### TASK REQUIREMENTS:
1 > In the snakemake question text, at what percentage does the process stop?
2 > Write the next part of the snakemake question text, picking up from its final line.

### TEXT UNDER STUDY:
************
3

I don't understand why my snakemake process stops at 50% and does not whant to proceed eventhough the DAG and the dry-run knows there are new things to be done.

I have a snakefile that:

  • Prints a wonderful DAG
  • Counts a correct number of jobs

Here is my snakefile:

import os
import os.path


"""
This rule prints user message on success (everything returned error code == 0)
"""
onsuccess:
    print("Thepipeline is over and successful.")


"""
This rule prints user message on error (something returned error code != 0)
"""
onerror:
    print("Thepipeline ended wrongly.")


"""
This rule lists the reports, here I expect only one.
"""
rule analysis_target:
    input:
        dynamic("Sample1/{cluster}/REPORT.html")
    message:
        "Finishing the pipeline"


"""
This rule performs normalisation of cel files
"""
rule analysis_process:
    input:
        "{sample}.CEL"
    output:
        os.path.join("{sample}", "{sample}_processed.RDS")
    message:
        "Perform normalisation of {wildcards.sample}"
    threads:
        1
    log:
        out = os.path.join("Process_{sample}.out"),
        err = os.path.join("Process_{sample}.err")
    shell:
        "Process.R {input}"  # Close function
        " > {log.out}"  # Stdout redirection
        " 2> {log.err}"  # Stderr redirection


"""
************
### EXERCISE DATA:
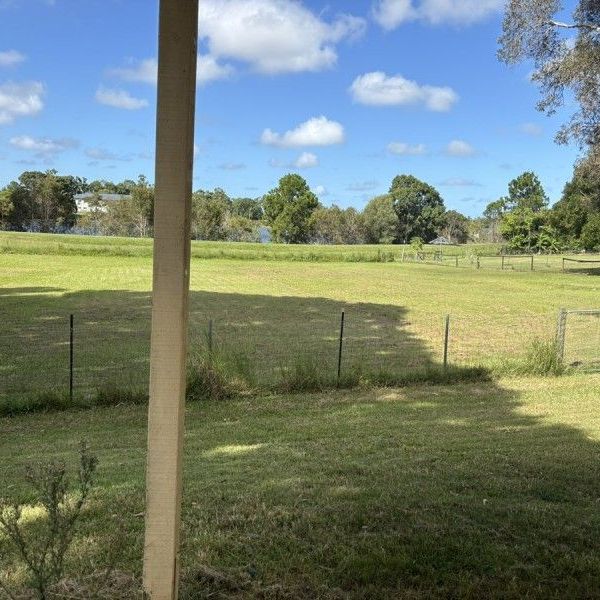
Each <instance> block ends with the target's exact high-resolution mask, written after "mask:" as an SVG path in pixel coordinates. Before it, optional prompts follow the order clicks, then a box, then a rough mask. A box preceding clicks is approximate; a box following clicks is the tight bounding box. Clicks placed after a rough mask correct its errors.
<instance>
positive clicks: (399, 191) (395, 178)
mask: <svg viewBox="0 0 600 600" xmlns="http://www.w3.org/2000/svg"><path fill="white" fill-rule="evenodd" d="M390 195H391V196H392V198H393V202H394V210H395V211H396V215H397V216H398V235H397V238H398V240H399V241H400V242H402V243H404V244H406V243H407V242H408V240H410V239H411V238H413V237H420V238H423V239H424V240H425V241H426V242H428V241H430V240H432V239H433V238H435V236H436V233H437V231H439V229H440V228H441V226H442V225H443V223H444V213H445V209H444V201H443V200H442V197H441V196H440V194H439V192H438V191H437V190H436V189H435V188H434V187H432V186H430V185H429V184H427V183H425V182H423V181H420V180H419V179H417V178H416V177H413V176H412V175H398V176H397V177H395V178H394V180H393V181H392V186H391V187H390Z"/></svg>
************
### PER-TASK OUTPUTS:
1 > It stops at 50%.

2 >
This rule performs L2R/BAF segmentation
"""
rule analysis_Segment_L2R:
    input:
        os.path.join("{sample}", "{sample}_processed.RDS")
    output:
        dynamic(os.sep.join(["{sample}", "{cluster}", "{sample}.ASPCF.RDS"]))
    message:
        "Working on L2R/BAF segmentation of {wildcards.sample}"
    threads:
        1
    log:
        out = os.path.join("Segment_{sample}.out"),
        err = os.path.join("Segment_{sample}.err")
    shell:
        "Segment.R {input}"  # Close function
        " > {log.out}"  # Stdout redirection
        " 2> {log.err}"  # Stderr redirection

"""
This rule performs the ASCN/TCN segmentation
"""
rule analysis_Segment_ASCN:
    input:
        dynamic(os.sep.join(["{sample}", "{cluster}", "{sample}.ASPCF.RDS"]))
    output:
        os.sep.join(["{sample}", "{cluster}", "ascat.ASCN.RDS"]),
    message:
        "Performing ASCN/TCN segmentation for {wildcards.sample}"
    threads:
        1
    log:
        out = os.path.join(config["log_directory"], "ASCN_{sample}.out"),
        err = os.path.join(config["log_directory"], "ASCN_{sample}.err")
    shell:
        "ASCN.R {input}"  # Close function
        " > {log.out}"  # Stdout redirection
        " 2> {log.err}"  # Stderr redirection

"""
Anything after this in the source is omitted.